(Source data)

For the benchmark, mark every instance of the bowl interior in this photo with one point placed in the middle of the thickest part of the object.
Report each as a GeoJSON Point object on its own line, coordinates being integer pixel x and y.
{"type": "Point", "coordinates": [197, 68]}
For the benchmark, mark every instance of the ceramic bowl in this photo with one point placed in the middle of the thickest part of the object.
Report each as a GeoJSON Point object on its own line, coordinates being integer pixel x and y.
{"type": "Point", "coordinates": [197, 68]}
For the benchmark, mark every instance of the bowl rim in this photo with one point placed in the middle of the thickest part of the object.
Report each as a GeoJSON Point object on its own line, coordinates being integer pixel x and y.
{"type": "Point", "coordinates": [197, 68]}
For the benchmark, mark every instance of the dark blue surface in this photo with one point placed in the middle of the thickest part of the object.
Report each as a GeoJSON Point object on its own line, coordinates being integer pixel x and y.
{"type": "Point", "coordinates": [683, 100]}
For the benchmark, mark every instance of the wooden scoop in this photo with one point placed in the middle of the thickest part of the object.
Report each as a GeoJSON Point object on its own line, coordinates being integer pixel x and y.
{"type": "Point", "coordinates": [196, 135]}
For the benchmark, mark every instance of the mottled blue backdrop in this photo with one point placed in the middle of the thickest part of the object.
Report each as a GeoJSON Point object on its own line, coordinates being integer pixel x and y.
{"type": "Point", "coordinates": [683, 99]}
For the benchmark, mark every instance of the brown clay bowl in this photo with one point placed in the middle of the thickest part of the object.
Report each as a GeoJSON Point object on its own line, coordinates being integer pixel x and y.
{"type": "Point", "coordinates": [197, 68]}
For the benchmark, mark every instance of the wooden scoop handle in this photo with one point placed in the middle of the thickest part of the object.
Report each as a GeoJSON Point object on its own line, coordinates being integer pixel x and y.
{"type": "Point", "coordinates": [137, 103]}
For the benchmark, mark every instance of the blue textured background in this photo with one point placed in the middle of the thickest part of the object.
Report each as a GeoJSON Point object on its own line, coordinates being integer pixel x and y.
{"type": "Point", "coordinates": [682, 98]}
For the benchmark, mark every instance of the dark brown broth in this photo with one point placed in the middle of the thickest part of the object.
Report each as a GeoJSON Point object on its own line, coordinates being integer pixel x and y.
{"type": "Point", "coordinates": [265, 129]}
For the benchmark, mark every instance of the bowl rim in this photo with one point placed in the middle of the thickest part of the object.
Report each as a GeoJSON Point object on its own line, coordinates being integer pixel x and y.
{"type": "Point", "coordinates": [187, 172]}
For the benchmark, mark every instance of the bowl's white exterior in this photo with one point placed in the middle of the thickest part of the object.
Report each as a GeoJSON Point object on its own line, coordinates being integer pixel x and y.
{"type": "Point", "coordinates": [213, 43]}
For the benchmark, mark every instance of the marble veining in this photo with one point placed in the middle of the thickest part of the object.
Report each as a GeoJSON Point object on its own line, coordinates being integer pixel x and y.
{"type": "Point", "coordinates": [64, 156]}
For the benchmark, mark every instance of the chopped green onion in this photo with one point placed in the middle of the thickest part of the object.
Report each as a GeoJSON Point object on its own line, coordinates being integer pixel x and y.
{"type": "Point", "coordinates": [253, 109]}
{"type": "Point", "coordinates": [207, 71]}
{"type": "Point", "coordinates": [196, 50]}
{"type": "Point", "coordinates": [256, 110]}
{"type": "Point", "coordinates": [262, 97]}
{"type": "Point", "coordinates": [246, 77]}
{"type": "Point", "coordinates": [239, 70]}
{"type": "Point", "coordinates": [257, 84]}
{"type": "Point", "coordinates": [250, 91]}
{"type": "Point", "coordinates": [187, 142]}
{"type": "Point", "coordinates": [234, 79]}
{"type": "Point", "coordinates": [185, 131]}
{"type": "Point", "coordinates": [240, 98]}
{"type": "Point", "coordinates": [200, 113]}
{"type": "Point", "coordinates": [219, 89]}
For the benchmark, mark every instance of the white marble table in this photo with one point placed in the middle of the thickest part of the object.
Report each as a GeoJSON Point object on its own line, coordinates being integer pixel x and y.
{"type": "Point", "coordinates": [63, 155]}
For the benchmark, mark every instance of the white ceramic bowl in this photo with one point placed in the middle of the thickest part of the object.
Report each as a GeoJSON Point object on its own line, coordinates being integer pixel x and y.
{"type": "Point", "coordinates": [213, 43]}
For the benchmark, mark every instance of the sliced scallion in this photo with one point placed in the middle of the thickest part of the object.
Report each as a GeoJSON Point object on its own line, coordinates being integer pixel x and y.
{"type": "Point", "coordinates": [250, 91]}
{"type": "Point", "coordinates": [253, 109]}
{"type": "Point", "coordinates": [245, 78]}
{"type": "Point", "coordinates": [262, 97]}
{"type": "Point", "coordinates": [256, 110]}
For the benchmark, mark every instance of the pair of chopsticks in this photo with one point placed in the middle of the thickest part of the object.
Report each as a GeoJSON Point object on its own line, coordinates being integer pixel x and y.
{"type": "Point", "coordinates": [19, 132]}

## EXERCISE REQUIREMENTS
Copy the data again, requests included, from the line containing "For the benchmark, mark every instance of the white marble" through the end of the data, both ends included. Shift every coordinate in the answers by adding 134 to it.

## EXPECTED ANSWER
For the benchmark, mark every instance of the white marble table in this photo with one point placed in the middle of the thickest part of the object.
Report each as a GeoJSON Point object on its own line, coordinates being integer pixel x and y.
{"type": "Point", "coordinates": [197, 289]}
For the benchmark, mark every instance of the white ceramic bowl in this photo with one point placed in the middle of the thickest part of the object.
Report each as a GeoJSON Point object on its own line, coordinates being integer pixel x and y.
{"type": "Point", "coordinates": [347, 177]}
For the benchmark, mark every instance of the sliced scallion in this photo with one point placed in the middle of the thickest part of the object.
Report each as a GeoJSON Point object on its own line, coordinates being integer pixel x and y.
{"type": "Point", "coordinates": [384, 225]}
{"type": "Point", "coordinates": [387, 243]}
{"type": "Point", "coordinates": [379, 212]}
{"type": "Point", "coordinates": [396, 231]}
{"type": "Point", "coordinates": [390, 244]}
For the benchmark, mark every instance of the pair of chopsticks in this photo with one point placed in the middle of the thickest part of the object.
Report each as a GeoJSON Point object on its own line, coordinates being integer pixel x and y.
{"type": "Point", "coordinates": [153, 266]}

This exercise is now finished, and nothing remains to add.